Work order: Copy out the data that comes next, character for character, and leave the images aside.

Exercise materials:

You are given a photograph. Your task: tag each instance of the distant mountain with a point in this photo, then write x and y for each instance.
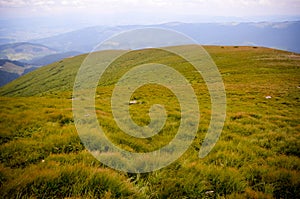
(48, 59)
(24, 51)
(10, 70)
(83, 40)
(280, 35)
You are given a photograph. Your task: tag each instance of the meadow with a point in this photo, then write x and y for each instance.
(257, 155)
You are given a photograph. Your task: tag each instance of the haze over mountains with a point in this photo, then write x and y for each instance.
(40, 52)
(280, 35)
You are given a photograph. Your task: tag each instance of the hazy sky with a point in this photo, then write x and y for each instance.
(149, 11)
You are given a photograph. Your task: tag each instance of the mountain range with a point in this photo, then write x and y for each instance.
(279, 35)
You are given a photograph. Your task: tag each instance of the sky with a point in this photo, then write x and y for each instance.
(106, 12)
(33, 19)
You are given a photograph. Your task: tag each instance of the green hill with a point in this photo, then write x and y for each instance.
(257, 155)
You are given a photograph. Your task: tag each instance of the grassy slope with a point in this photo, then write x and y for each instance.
(257, 155)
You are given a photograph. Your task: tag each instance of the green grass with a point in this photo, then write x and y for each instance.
(257, 155)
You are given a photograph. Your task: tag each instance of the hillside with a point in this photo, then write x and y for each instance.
(10, 70)
(257, 155)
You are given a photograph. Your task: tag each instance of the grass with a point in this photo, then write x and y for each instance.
(257, 155)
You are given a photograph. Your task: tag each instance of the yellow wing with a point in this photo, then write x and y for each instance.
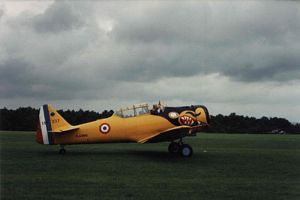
(167, 135)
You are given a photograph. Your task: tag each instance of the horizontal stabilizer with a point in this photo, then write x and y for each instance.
(65, 129)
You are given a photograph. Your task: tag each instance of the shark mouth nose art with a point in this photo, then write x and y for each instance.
(186, 120)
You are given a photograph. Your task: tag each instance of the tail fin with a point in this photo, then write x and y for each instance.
(50, 121)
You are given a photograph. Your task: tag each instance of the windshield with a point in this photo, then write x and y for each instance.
(133, 111)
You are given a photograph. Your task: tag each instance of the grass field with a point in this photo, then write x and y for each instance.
(224, 166)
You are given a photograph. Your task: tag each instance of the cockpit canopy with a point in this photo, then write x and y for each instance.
(133, 111)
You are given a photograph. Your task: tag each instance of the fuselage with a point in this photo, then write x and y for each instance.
(121, 129)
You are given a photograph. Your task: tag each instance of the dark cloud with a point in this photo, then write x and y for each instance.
(222, 52)
(60, 16)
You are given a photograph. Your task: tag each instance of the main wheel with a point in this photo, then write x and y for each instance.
(62, 151)
(186, 150)
(174, 147)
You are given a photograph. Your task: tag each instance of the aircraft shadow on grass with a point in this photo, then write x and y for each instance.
(129, 153)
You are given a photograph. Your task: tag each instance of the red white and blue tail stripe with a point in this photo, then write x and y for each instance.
(43, 132)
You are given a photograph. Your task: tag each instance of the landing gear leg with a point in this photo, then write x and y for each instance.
(62, 149)
(174, 147)
(184, 150)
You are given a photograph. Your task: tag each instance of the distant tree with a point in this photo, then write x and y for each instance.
(25, 119)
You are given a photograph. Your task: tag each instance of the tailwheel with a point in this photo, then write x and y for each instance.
(174, 147)
(186, 150)
(62, 150)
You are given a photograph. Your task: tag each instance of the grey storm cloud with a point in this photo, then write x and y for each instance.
(58, 17)
(104, 50)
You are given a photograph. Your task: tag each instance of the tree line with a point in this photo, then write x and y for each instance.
(25, 119)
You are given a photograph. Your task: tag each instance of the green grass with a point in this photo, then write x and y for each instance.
(224, 166)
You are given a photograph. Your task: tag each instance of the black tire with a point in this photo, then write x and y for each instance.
(62, 151)
(174, 147)
(186, 150)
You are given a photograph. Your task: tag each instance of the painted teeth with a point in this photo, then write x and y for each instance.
(187, 120)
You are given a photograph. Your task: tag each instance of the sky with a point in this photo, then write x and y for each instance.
(232, 56)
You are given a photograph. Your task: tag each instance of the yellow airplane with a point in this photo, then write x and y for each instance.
(132, 124)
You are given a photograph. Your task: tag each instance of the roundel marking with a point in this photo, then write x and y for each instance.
(173, 115)
(104, 128)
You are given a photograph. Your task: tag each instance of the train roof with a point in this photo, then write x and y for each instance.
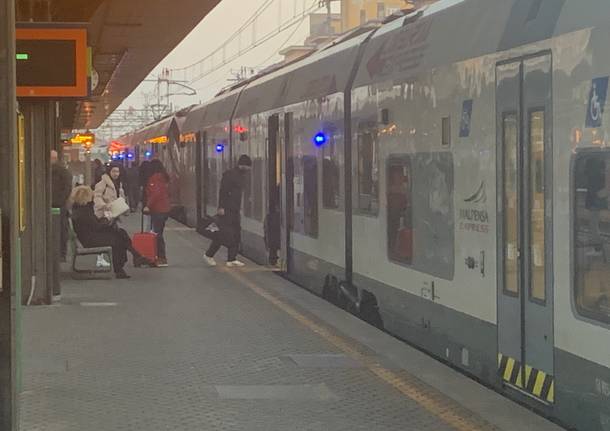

Response to the task:
You are given a photograph. Your task: tag each instance of the distant mountain with a point in this photo, then write x and y for each instance.
(48, 59)
(24, 51)
(10, 70)
(83, 40)
(280, 35)
You are given a photograph. Your task: tag each instance of the meadow with a point in this photo, then write x and y for each instance.
(257, 155)
You are given a photograph. Your task: tag each instance of the haze over mountains with a point in this photo, then write x and y for each instance.
(40, 52)
(280, 35)
You are given a photograph. Your task: tag each instance of the hazy sky with a point in this photo, then write x and y for each instance.
(149, 11)
You are given a photograph. Your task: tag each instance of the mountain range with a point in this photo, then write x and y for each instance.
(279, 35)
You are given a photograph. Your task: tag each instance of the sky with a point in this photo, then write x and y for each instance.
(106, 12)
(33, 19)
You are given a photograph. Your task: tag each instance of the green hill with a point in this photo, then write x and y for each instance.
(257, 155)
You are given a photograph. Your task: tag each instance of the grassy slope with a point in this photo, then write x and y for each instance.
(257, 155)
You are given a photograph. Your task: tag each instance of the green grass with a point in this photo, then write x and y for each instance.
(257, 155)
You are given a photograph. Your task: tag each instance of the hillside with a point in this photo, then write x and y for each instance.
(10, 70)
(257, 155)
You are given a photograph. Your task: tag each instance of the grass with a point in this photo, then write x and y for each instance.
(257, 155)
You are given a photograph. Your task: tag each instance of the yellow wing with a point in this photo, then write x and y for each instance.
(167, 135)
You are given a photograph. Your task: tag each instance of the horizontal stabilizer with a point in this photo, then write x and y for each instance.
(65, 129)
You are given a photograph. Your task: tag each instance of the shark mouth nose art with a point in this photo, then write x and y for each instance.
(186, 120)
You are given a photograph. Your task: tag each instance of the tail fin with a point in this photo, then write x and y for each instance.
(50, 121)
You are given a photograph. Your task: tag each instance of the windshield with a point in this photo, then write x and y for each instance.
(133, 111)
You are given a photograph. Your task: tag each instance of the grass field with a point in this photo, then write x and y for each instance.
(224, 166)
You are given a photograph. Your task: tag each instance of the cockpit canopy with a point in this photo, then write x and y for each instance.
(133, 111)
You are given a photograph. Your task: tag each instance of the fuselage with a point in this photo, then write x and y for each instance.
(121, 129)
You are given a photograph. Your task: tag each instance of the dark cloud with a point in this photo, then write x and y for each instance.
(222, 52)
(60, 16)
You are given a photograph. Your task: tag each instance of the main wheel with a point in this photo, then write x and y for each instance.
(62, 151)
(186, 150)
(174, 147)
You are given a photograph. Your task: tag each instance of the aircraft shadow on grass with a point in this photo, then write x and y for each instance.
(129, 153)
You are given a photograph. Your task: tag each instance of the red white and blue tail stripe with a point in this photo, then write x and y for each instance.
(43, 132)
You are given a photograph. Your task: tag each instance of the landing gear leg with a point in this photo, then write x and y for each instance.
(62, 149)
(174, 147)
(184, 150)
You are given a photograph. Your task: tag each instance of the distant tree with a point in this photo, then write x and y for each instance.
(25, 119)
You are given a photograph. Your task: tag each instance of the tailwheel with a point in this photo, then write x and y for each instance.
(174, 147)
(186, 150)
(62, 150)
You are given a photograph. Your task: tag each instance of the grey storm cloud with a point in this photo, then write x and y for each instance.
(58, 17)
(104, 50)
You are given a photograph. Your task: tag each instance of the tree line with a point in this photo, then write x and y for each instance.
(25, 119)
You are given a photograph. Your task: tag each instance of the green grass with a point in this photo, then write x and y for each instance.
(224, 166)
You are given a photograph. Your task: tag each instance of the black tire with a point in this photo, then write x and y for each instance.
(62, 151)
(174, 147)
(186, 150)
You are given a photograph. Your task: tag each instance of the painted teeth with a point in this photo, then write x and y for each instance.
(187, 120)
You are given a photograph. Your task: tag each instance of the sky with a point in this photo, then write x and y for each instance.
(232, 56)
You are given a photograph. Your task: tag each instance of the yellow airplane with a point in this photo, then write x and y for each instance.
(132, 124)
You are given a photograph. Your task: tag each instance of the roundel marking with a point in this photo, then write x and y for each instance.
(173, 115)
(104, 128)
You are given a photograph. Your task: tag each instance of the train roof with a point in this photo, then write x and y for each instance.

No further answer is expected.